> _Available data_
══════════════════════════════

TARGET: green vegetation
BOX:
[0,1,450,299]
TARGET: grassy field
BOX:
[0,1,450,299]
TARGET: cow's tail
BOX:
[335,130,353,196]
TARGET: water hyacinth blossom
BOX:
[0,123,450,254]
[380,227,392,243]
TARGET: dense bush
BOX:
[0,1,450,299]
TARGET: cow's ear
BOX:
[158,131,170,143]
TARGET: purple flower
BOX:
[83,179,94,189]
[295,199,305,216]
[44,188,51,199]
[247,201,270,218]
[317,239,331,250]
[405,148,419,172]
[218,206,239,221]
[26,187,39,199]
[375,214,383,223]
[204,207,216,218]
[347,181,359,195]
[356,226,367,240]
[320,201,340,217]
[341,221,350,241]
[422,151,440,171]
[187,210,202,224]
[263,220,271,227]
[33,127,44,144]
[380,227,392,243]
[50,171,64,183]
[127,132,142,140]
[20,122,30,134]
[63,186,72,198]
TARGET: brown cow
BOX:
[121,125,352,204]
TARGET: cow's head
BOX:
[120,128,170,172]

══════════════════════════════

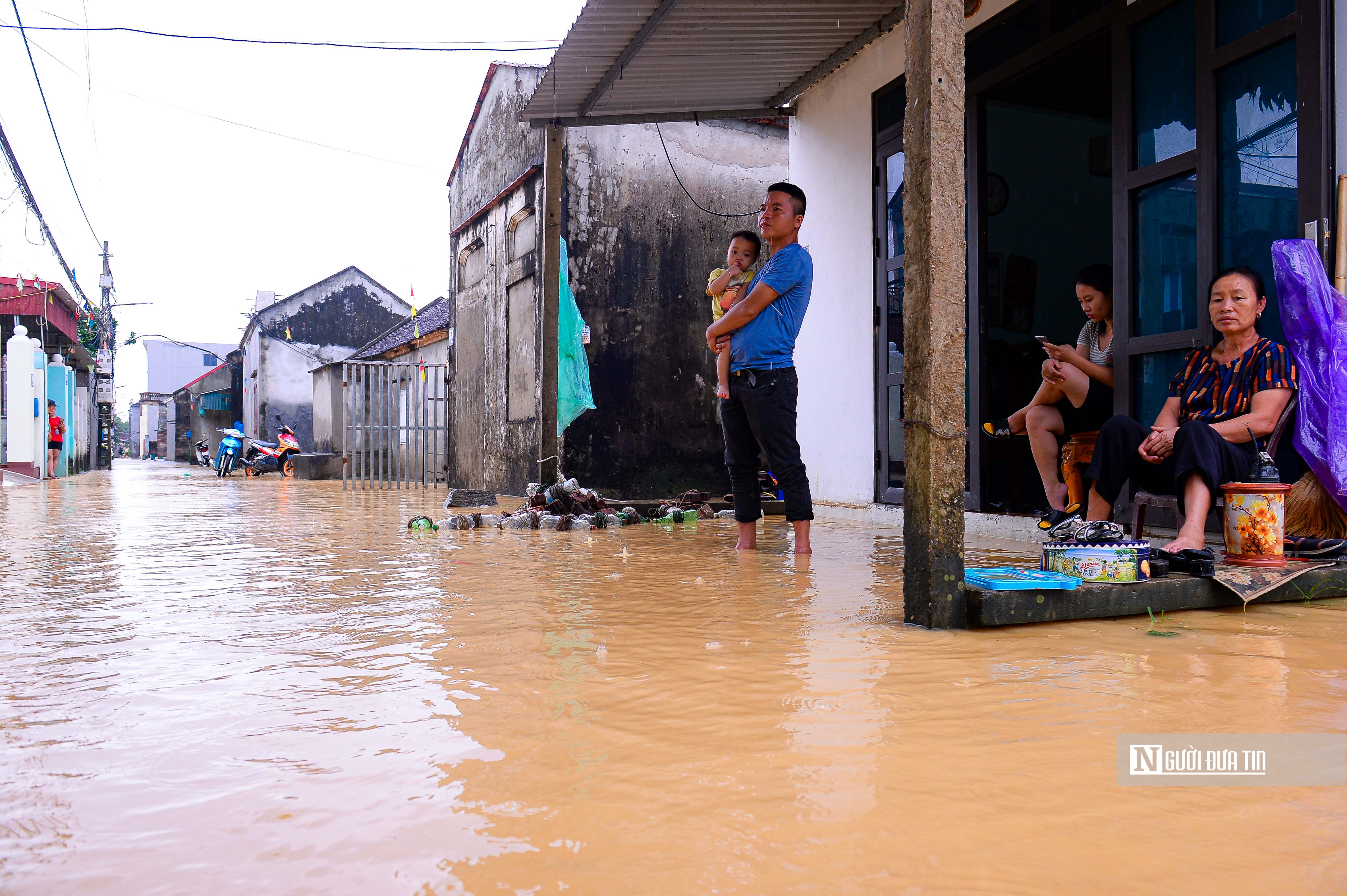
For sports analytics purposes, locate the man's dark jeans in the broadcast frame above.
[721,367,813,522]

══════════════════════════════

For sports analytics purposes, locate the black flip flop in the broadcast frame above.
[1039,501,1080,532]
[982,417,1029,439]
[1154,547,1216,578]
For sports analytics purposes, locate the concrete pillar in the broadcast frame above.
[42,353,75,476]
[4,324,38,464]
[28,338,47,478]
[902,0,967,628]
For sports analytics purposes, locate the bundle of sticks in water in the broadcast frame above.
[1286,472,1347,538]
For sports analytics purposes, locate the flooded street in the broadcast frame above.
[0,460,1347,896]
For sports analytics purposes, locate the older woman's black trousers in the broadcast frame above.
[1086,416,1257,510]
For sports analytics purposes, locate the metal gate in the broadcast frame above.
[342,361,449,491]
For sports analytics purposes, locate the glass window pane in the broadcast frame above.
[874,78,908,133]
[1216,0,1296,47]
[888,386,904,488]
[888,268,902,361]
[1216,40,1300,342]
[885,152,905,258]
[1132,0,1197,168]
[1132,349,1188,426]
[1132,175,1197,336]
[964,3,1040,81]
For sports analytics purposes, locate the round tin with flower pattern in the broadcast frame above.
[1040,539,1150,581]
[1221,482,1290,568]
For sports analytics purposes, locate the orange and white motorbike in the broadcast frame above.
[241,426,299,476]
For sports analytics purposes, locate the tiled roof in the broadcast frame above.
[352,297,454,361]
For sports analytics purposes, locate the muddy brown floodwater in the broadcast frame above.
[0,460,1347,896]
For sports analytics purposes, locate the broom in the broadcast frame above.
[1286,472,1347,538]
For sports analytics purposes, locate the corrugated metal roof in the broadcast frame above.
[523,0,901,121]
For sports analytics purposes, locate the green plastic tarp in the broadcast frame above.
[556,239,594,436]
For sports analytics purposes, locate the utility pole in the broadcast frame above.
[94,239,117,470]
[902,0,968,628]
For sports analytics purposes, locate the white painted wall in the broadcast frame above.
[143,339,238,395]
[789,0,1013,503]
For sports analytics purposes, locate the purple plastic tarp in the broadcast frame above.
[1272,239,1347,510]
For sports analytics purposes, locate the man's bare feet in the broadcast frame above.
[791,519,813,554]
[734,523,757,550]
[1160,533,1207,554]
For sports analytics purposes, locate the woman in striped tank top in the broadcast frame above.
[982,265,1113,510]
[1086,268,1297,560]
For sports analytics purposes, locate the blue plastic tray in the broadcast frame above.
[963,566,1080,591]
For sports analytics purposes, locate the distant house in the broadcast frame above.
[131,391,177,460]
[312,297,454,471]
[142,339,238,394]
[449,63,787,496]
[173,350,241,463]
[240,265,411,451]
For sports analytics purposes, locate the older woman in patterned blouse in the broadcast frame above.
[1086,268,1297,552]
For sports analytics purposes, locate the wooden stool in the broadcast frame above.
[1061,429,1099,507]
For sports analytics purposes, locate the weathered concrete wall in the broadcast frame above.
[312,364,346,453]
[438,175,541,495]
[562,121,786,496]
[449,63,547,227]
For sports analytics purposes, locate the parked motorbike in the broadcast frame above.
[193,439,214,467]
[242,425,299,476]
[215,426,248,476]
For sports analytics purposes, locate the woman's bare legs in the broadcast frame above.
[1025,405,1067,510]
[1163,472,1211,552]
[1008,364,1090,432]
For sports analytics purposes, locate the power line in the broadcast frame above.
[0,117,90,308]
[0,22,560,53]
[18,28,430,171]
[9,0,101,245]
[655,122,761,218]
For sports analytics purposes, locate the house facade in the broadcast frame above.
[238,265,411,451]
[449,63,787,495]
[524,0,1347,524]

══════════════════════════════

> _Goal_
Can you copy out the lines unchanged, starting at the line that has "TARGET: green vegetation" and stopping after the line that has "[158,131,170,143]"?

> _Finished answer_
TARGET: green vegetation
BOX:
[0,1,450,299]
TARGET: grassy field
BOX:
[0,1,450,299]
TARGET: cow's tail
BOX:
[335,130,353,196]
TARGET: water hyacinth blossom
BOX:
[0,123,450,254]
[380,227,392,243]
TARGET: dense bush
BOX:
[0,1,450,299]
TARGET: cow's ear
BOX:
[158,131,170,143]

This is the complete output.